**EXERCISE TASK**.
Continue the article on the Barakah nuclear power station from its final sentence.

**EXCERPT**.
►
Experts have raised concerns about potential risks Barakah plant could pose to the environment and regional security.
The Barakah nuclear power station, which was originally scheduled to open in 2017, has been dogged by delays and is billions of dollars over budget [File: Barakah Nuclear Power Plant/AFP]
The United Arab Emirates (UAE) announced on Saturday that it has started operations in the first of four reactors at the Barakah nuclear power station - the first nuclear power plant in the Arab world.
Emirates Nuclear Energy Corporation (ENEC), which is building and operating the plant with Korea Electric Power Corporation (KEPCO) said in a press release that its subsidiary Nawah Energy Company "has successfully started up Unit 1 of the Barakah Nuclear Energy Plant, located in the Al Dhafrah Region of Abu Dhabi".
That signals that Unit 1, which had fuel rods loaded in March, has achieved "criticality" - a sustained fission chain reaction.
"The start-up of Unit 1 marks the first time that the reactor safely produces heat, which is used to create steam, turning a turbine to generate electricity," said ENEC.
Paul Dorfman, an honorary senior research fellow at the Energy Institute, University College London and founder and chair of the Nuclear Consulting Group, has criticised the Barakah reactors' "cheap and cheerful" design that he says cuts corners on safety.
Both of these engineering features are standard on new reactors built in Europe, says Dorfman.
There have been at least 13 aerial attacks on nuclear facilities in the Middle East - more than any other region on earth.
◄
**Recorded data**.
►
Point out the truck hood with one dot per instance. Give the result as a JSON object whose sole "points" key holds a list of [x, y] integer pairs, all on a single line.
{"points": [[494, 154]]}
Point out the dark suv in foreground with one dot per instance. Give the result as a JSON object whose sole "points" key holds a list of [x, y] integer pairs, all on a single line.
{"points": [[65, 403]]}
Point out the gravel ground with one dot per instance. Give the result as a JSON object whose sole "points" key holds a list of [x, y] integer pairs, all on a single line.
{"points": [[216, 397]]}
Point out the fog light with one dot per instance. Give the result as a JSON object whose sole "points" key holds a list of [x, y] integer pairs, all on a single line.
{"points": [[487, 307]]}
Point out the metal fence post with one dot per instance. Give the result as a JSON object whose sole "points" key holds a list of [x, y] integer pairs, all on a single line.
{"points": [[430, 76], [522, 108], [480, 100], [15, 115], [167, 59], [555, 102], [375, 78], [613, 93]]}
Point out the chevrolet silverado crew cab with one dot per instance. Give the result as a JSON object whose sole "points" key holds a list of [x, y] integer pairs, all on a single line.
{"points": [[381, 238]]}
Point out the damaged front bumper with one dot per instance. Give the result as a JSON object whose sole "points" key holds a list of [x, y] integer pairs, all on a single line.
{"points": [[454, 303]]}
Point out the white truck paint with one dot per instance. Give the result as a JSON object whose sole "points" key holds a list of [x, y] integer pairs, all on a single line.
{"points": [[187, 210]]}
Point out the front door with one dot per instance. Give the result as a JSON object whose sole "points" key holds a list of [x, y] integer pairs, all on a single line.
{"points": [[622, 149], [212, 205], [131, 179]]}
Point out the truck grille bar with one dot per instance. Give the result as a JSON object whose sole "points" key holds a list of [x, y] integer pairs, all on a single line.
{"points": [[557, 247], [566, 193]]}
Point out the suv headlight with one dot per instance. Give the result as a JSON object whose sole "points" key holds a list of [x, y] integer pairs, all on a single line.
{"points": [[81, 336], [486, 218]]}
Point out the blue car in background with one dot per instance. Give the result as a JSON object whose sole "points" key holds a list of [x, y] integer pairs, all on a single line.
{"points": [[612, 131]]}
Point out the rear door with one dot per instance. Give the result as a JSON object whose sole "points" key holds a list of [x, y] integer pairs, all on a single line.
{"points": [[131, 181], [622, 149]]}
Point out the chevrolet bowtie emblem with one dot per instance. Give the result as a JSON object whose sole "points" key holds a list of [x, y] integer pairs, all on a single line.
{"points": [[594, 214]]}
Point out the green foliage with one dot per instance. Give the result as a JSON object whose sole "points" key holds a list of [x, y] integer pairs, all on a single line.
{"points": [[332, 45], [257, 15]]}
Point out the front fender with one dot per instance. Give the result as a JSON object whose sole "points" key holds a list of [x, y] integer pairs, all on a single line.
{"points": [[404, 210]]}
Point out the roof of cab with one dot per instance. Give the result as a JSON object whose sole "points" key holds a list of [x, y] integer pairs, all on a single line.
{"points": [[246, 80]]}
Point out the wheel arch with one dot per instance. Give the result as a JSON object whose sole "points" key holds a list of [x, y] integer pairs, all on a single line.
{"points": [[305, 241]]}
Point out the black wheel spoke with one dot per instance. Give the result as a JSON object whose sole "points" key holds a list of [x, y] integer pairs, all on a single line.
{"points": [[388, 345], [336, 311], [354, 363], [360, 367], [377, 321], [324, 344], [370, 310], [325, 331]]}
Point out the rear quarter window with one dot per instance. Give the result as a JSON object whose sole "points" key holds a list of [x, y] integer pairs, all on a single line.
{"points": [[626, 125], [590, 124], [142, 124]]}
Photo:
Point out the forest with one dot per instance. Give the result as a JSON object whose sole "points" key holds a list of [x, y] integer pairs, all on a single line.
◄
**ANSWER TO THIS TASK**.
The vulnerability of critical infrastructure in the Arabian Peninsula was further laid bare last year after Saudi Arabia's oil facilities at Abqaiq and Khurais were attacked by 18 drones and seven cruise missiles - an assault that temporarily knocked out more than half of the kingdom's oil production.
On Saturday, Dorfman reiterated his concern that there is no regional protocol in place to determine liability should an accident or incident at Barakah result in radioactive contamination spreading from the UAE to its neighbours.
"Given Barakah has started up, because of all the well-rehearsed nuclear safety and security problems, it may be critically important that the Gulf states collectively evolve a Nuclear Accident Liability Convention, so that if anything does go wrong, victim states may have some sort of redress," Dorfman told Al Jazeera.
Experts though have questioned why the UAE - which is bathed in sunlight and wind - has pushed ahead with nuclear energy - a far more expensive and riskier option than renewable energy sources.
When the UAE first announced Barakah in 2009, nuclear power was cheaper than solar and wind.
But by 2012 - when the Emirates started breaking ground to build the reactors - solar and wind costs had plummeted dramatically.
Between 2009 and 2019, utility-scale average solar photovoltaic costs fell 89 percent and wind fell 43 percent, while nuclear jumped 26 percent, according to an analysis by the financial advisory and asset manager Lazard.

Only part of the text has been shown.